> **Goal 1**:
Can you echo the model-serving text from "Then open another" up to and including "requests.post(url, data=data, headers=headers)"?

====== Text shown

2025/07/30 19:03:08 INFO mlflow.tracking.fluent: Experiment with name 'serve-linear-model' does not exist. Creating a new experiment.


Model logged with run ID: e1f6ac60eb134a0aa9d31d74d0ed7ecb

⚙️ To serve the model, run this command in your terminal:

mlflow models serve -m runs:/<RUN_ID>/linear_model -p 5001 --no-conda

Replace <RUN_ID> with the actual run_id printed above.

Then open another terminal or Python script to send a request.


📤 Example request (run separately in Python or terminal):

import requests
import pandas as pd

url = "http://127.0.0.1:5001/invocations"
data = pd.DataFrame({"feature1": [0.5], "feature2": [1.5]}).to_json(orient="records")
headers = {"Content-Type": "application/json"}

response = requests.post(url, data=data, headers=headers)
print("Prediction:", response.json())



#📝 Assessment: Serving a Model via REST API

### 📘 Multiple Choice (Correct answers in **bold**)

============

> **Goal 2**:
Duplicate the entries from their start up to and including the line with "M 209 232 L".

====== Task input

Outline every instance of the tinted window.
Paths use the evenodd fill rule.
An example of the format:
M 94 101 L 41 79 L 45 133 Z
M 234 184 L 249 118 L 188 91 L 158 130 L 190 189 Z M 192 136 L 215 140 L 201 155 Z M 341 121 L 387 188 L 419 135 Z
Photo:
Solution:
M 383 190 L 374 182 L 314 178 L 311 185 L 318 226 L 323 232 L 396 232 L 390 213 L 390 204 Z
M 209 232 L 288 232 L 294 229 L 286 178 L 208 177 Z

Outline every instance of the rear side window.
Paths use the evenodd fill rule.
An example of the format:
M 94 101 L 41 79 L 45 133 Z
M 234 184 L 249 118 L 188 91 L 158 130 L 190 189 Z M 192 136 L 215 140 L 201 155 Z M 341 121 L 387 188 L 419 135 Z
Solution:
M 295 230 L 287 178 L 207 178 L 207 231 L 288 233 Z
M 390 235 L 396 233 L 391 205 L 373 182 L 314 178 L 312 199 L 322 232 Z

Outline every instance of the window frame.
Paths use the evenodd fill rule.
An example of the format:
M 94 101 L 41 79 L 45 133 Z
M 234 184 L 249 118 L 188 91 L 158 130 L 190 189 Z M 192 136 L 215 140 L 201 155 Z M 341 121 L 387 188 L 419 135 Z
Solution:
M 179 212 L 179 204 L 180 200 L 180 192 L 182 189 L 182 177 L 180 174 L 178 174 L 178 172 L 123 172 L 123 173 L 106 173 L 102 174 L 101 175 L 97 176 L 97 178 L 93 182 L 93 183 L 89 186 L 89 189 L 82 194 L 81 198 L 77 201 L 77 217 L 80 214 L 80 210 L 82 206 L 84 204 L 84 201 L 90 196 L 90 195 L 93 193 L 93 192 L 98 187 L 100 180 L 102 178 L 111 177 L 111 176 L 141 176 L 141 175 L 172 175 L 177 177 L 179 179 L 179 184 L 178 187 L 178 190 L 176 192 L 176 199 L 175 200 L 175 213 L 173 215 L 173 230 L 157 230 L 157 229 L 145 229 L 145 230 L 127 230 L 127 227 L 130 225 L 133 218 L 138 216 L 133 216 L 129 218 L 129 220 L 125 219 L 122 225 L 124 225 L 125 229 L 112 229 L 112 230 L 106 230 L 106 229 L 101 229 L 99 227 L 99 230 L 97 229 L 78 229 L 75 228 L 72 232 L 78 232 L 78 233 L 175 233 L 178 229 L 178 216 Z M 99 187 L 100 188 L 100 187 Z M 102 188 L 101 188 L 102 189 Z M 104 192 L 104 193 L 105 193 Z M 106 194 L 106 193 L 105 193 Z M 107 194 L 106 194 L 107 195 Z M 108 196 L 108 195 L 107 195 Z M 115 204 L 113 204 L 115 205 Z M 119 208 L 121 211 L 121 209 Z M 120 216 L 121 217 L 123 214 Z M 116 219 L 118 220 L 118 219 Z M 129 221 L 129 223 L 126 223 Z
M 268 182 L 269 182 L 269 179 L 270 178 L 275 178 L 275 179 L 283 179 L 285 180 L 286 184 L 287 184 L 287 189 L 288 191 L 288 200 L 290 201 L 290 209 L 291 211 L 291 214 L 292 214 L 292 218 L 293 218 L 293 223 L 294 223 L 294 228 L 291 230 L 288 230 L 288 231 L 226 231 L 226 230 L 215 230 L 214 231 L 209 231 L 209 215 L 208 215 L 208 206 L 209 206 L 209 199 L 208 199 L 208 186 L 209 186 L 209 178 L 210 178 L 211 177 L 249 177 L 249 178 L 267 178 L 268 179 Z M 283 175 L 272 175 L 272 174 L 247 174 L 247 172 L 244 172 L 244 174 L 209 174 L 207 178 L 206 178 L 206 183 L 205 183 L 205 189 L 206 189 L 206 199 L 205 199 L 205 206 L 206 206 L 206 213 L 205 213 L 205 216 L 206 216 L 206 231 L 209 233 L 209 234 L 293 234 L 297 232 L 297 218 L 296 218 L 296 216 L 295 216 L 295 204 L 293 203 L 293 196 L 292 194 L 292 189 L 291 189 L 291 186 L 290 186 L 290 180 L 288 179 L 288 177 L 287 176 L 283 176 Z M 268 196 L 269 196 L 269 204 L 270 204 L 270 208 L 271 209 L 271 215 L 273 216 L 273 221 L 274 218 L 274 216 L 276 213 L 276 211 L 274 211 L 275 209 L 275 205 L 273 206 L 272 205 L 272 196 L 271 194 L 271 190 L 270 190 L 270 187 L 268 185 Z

============

> **Full output 1**:
Then open another terminal or Python script to send a request.


📤 Example request (run separately in Python or terminal):

import requests
import pandas as pd

url = "http://127.0.0.1:5001/invocations"
data = pd.DataFrame({"feature1": [0.5], "feature2": [1.5]}).to_json(orient="records")
headers = {"Content-Type": "application/json"}

response = requests.post(url, data=data, headers=headers)

> **Full output 2**:
Outline every instance of the tinted window.
Paths use the evenodd fill rule.
An example of the format:
M 94 101 L 41 79 L 45 133 Z
M 234 184 L 249 118 L 188 91 L 158 130 L 190 189 Z M 192 136 L 215 140 L 201 155 Z M 341 121 L 387 188 L 419 135 Z
Photo:
Solution:
M 383 190 L 374 182 L 314 178 L 311 185 L 318 226 L 323 232 L 396 232 L 390 213 L 390 204 Z
M 209 232 L 288 232 L 294 229 L 286 178 L 208 177 Z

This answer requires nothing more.